*** Opening Provided records ***
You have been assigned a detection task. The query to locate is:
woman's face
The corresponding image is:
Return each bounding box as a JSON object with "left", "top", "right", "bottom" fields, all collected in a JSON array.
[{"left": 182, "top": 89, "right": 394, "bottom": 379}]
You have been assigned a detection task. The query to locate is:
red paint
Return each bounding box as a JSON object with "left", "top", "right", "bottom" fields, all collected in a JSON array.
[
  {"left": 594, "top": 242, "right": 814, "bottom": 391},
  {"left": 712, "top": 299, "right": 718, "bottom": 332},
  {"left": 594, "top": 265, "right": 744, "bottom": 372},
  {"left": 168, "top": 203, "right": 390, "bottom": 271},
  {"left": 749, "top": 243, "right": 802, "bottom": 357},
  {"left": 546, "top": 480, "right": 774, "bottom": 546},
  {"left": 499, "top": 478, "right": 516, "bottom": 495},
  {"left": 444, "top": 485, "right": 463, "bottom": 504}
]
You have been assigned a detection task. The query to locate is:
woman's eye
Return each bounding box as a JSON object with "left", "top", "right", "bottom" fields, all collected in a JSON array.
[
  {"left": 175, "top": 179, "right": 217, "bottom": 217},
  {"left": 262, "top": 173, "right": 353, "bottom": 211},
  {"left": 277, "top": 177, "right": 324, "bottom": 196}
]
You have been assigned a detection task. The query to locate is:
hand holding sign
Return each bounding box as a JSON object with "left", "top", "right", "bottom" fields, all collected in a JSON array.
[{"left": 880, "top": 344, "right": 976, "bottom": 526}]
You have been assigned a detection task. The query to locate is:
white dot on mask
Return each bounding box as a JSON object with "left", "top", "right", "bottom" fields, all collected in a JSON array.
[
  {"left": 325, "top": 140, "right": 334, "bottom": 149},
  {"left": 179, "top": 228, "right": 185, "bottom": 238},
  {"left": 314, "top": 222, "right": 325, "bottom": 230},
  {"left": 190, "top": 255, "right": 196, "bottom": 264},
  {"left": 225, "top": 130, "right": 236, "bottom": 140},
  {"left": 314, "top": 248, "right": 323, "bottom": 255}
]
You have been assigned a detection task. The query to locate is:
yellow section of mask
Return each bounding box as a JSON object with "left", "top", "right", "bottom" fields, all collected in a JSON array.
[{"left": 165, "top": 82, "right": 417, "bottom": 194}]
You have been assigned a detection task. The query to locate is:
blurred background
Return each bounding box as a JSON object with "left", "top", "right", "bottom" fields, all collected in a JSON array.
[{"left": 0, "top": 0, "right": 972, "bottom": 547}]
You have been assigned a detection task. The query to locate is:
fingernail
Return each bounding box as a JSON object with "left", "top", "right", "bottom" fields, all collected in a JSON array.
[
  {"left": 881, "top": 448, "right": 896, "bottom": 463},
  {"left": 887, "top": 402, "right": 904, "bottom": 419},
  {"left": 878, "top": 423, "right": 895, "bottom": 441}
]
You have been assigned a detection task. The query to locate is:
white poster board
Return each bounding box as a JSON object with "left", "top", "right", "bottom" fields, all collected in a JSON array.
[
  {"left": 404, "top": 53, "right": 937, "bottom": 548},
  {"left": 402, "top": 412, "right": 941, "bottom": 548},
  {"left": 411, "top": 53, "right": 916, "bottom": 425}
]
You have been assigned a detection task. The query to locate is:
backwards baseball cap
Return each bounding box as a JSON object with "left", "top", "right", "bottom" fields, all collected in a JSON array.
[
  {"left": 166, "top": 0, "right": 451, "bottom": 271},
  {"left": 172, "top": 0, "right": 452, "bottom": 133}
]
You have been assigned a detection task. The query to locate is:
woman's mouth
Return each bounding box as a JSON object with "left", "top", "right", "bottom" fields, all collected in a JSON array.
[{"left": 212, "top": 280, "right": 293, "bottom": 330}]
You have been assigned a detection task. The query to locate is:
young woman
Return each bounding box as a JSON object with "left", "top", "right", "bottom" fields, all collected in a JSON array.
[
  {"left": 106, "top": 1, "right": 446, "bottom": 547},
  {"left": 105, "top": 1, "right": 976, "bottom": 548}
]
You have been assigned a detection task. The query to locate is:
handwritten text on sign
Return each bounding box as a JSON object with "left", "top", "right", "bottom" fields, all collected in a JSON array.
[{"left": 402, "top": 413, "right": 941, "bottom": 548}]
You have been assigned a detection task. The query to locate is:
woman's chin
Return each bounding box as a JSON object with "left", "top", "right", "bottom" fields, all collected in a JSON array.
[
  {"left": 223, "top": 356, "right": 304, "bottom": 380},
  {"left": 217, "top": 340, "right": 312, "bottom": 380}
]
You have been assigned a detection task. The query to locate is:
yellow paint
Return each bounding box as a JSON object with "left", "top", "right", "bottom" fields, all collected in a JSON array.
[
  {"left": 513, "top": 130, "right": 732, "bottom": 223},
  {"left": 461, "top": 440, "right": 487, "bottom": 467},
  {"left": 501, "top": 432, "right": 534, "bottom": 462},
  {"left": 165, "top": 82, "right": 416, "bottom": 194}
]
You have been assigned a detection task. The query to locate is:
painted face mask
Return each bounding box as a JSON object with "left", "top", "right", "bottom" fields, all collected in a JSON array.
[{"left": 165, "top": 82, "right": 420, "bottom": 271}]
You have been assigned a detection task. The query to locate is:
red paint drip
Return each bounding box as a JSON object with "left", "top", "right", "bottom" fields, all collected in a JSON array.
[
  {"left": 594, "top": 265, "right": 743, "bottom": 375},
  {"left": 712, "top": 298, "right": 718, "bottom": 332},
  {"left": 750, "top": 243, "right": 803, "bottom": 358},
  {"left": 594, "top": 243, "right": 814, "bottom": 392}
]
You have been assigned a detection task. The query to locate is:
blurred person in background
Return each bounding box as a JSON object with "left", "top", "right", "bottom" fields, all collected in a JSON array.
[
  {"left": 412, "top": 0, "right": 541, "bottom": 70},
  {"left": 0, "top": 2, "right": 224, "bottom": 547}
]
*** Closing Provided records ***
**Exercise requirements**
Character for character, reproduce all of the lines above.

**Worked solution**
You have been assigned a detection task. The query to locate is:
woman's face
The corresponding image is:
Return each bounding box as a JSON object with "left", "top", "right", "bottom" fields, all collected in a JSON array.
[{"left": 182, "top": 89, "right": 394, "bottom": 379}]
You have been assigned a detection task. The query to locate is:
red paint
Return each bounding box as a JSON object with "left", "top", "right", "bottom" fields, all collected in a JSON array.
[
  {"left": 594, "top": 242, "right": 814, "bottom": 391},
  {"left": 712, "top": 299, "right": 718, "bottom": 332},
  {"left": 594, "top": 265, "right": 744, "bottom": 372},
  {"left": 168, "top": 203, "right": 390, "bottom": 271},
  {"left": 749, "top": 243, "right": 802, "bottom": 357},
  {"left": 546, "top": 480, "right": 774, "bottom": 546},
  {"left": 499, "top": 478, "right": 516, "bottom": 495},
  {"left": 444, "top": 485, "right": 463, "bottom": 504}
]
You have been assigned a detection task. The query to locate is:
woman's eye
Return each bounding box as a JSON object with "left", "top", "right", "bottom" fields, all collected in a JSON array.
[
  {"left": 175, "top": 179, "right": 217, "bottom": 217},
  {"left": 262, "top": 173, "right": 353, "bottom": 211},
  {"left": 277, "top": 177, "right": 324, "bottom": 196}
]
You have been assigned a detection task. The query to locate is:
hand holding sign
Return each bounding box as a JSON object with "left", "top", "right", "bottom" fields, all collected in a JSON array.
[{"left": 880, "top": 344, "right": 976, "bottom": 526}]
You have been assigned a detection task. The query to locate is:
white dot on mask
Return each bounding box as a JSON object with "left", "top", "right", "bottom" fields, all collected in a JSON array.
[
  {"left": 325, "top": 140, "right": 334, "bottom": 149},
  {"left": 179, "top": 228, "right": 185, "bottom": 238},
  {"left": 314, "top": 222, "right": 325, "bottom": 230},
  {"left": 190, "top": 255, "right": 196, "bottom": 264},
  {"left": 225, "top": 130, "right": 236, "bottom": 140},
  {"left": 314, "top": 248, "right": 323, "bottom": 255}
]
You have been assigned a detection task. The query to locate is:
yellow section of mask
Return each bounding box as a JSON object with "left", "top", "right", "bottom" fields, all collected in a JSON array.
[{"left": 165, "top": 82, "right": 417, "bottom": 194}]
You have been assigned a detection task. The query to locate is:
blurred background
Return each bounding box as a JSON object with "left", "top", "right", "bottom" fields, all collected in a JSON array.
[{"left": 0, "top": 0, "right": 972, "bottom": 547}]
You have been assigned a detection task. The query to locate is:
fingernail
Return each bounding box as a JSON object with "left", "top", "right", "bottom" fields, all collected in a JSON array.
[
  {"left": 881, "top": 448, "right": 896, "bottom": 463},
  {"left": 887, "top": 402, "right": 904, "bottom": 419},
  {"left": 878, "top": 423, "right": 895, "bottom": 441}
]
You have been assigned a detection task. The query to locate is:
white poster board
Return each bounding box as a JSON object with "left", "top", "right", "bottom" fields, all collected in a JSON array.
[
  {"left": 404, "top": 53, "right": 937, "bottom": 548},
  {"left": 402, "top": 412, "right": 941, "bottom": 548},
  {"left": 411, "top": 53, "right": 916, "bottom": 425}
]
You have been assigned a detection task. The query to locate is:
backwards baseball cap
Return each bounding box as a JSON object with "left", "top", "right", "bottom" fields, all collected in a JSON array.
[
  {"left": 166, "top": 0, "right": 451, "bottom": 271},
  {"left": 172, "top": 0, "right": 452, "bottom": 133}
]
You have been assigned a detection task. The query to locate is:
woman's mouth
Return each bounding box as a JSON object with "left", "top", "right", "bottom" fields, all collected in a JSON array.
[{"left": 212, "top": 280, "right": 293, "bottom": 330}]
You have been assigned a detection task. The query to locate is:
young woman
Return each bounding box as a JSON object with "left", "top", "right", "bottom" fields, all collected in a JSON array.
[
  {"left": 106, "top": 1, "right": 446, "bottom": 547},
  {"left": 105, "top": 1, "right": 976, "bottom": 548}
]
You have been assigned a detection task. The query to locate is:
handwritten text on sign
Return each bounding box as a JSON object with "left", "top", "right", "bottom" fields, all collected in a JSON array.
[{"left": 402, "top": 413, "right": 941, "bottom": 548}]
You have been assigned a detection task. The query to locate is:
woman's chin
Return each bounding box as a JSON object with "left", "top", "right", "bottom" fields, all collected in a JSON array.
[
  {"left": 223, "top": 356, "right": 304, "bottom": 380},
  {"left": 217, "top": 340, "right": 312, "bottom": 380}
]
You have been assigned a detection task. The query to locate is:
yellow paint
Return each bounding box as a JSON object with "left", "top", "right", "bottom" fields, all collected in a JSON array.
[
  {"left": 513, "top": 130, "right": 732, "bottom": 223},
  {"left": 461, "top": 440, "right": 487, "bottom": 467},
  {"left": 501, "top": 432, "right": 534, "bottom": 462},
  {"left": 165, "top": 82, "right": 416, "bottom": 194}
]
You have been assigned a detection task. The query to locate is:
painted face mask
Return each bounding box as a JSON object with "left", "top", "right", "bottom" fields, all collected in a JSON array.
[{"left": 165, "top": 82, "right": 420, "bottom": 271}]
You have been assigned a detection task. The query to locate is:
red paint drip
Return each bounding box as a JSON object with "left", "top", "right", "bottom" fields, all collected in a JSON array.
[
  {"left": 594, "top": 265, "right": 743, "bottom": 375},
  {"left": 712, "top": 298, "right": 718, "bottom": 332},
  {"left": 750, "top": 243, "right": 803, "bottom": 358},
  {"left": 594, "top": 243, "right": 814, "bottom": 392}
]
You have been assigned a detection task. The query to locate is:
blurred person in background
Return each bounding box as a JSON object with "left", "top", "right", "bottom" fields, all collected in a JSON array.
[
  {"left": 412, "top": 0, "right": 541, "bottom": 70},
  {"left": 0, "top": 2, "right": 224, "bottom": 547}
]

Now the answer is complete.